### [Task]
Nothing beyond the line containing "of the small" should be printed; print each line exactly from the first line of the listing below through it.
▼
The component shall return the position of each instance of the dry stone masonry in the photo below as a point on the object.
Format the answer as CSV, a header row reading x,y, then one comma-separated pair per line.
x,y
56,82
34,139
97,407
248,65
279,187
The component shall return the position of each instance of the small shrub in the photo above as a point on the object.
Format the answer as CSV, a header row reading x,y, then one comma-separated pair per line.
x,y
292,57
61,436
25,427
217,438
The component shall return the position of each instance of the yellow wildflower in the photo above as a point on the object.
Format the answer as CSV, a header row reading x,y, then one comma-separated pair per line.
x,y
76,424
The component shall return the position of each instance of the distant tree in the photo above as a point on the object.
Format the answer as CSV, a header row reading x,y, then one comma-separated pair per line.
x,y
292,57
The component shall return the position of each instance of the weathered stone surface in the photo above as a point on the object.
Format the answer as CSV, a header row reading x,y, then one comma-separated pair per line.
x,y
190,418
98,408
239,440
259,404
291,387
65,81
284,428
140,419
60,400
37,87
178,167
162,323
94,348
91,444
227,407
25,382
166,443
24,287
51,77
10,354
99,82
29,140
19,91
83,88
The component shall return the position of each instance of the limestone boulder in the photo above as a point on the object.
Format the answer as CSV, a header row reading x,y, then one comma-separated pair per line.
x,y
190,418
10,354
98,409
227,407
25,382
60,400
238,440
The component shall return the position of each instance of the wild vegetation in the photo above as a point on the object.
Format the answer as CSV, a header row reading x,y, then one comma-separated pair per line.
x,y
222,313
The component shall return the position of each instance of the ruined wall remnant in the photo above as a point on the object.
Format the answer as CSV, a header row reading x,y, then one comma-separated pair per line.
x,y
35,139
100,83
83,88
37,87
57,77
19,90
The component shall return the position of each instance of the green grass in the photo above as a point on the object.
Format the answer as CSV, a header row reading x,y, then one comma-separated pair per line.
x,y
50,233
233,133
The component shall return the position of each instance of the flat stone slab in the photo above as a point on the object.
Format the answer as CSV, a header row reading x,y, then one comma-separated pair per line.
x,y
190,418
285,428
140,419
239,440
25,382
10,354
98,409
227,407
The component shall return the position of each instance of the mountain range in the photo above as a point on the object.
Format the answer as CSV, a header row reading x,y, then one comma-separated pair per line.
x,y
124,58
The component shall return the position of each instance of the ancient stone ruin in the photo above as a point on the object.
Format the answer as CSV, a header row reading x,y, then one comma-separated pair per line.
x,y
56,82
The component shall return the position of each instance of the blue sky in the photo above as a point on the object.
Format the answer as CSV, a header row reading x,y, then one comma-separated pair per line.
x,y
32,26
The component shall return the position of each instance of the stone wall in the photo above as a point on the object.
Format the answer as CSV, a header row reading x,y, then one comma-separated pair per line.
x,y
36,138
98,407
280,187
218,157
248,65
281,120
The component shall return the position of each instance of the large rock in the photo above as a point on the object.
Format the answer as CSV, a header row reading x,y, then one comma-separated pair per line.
▲
### [Answer space]
The component shall return the position of each instance of the dry stone masonry in the photo below as a point on the object.
Format the answer as CSV, a header row reading x,y, then one comma-separated pair per line.
x,y
56,82
34,139
97,407
248,65
279,187
The component shall return the position of each instance of the small shrub in the photo above as a point on the object.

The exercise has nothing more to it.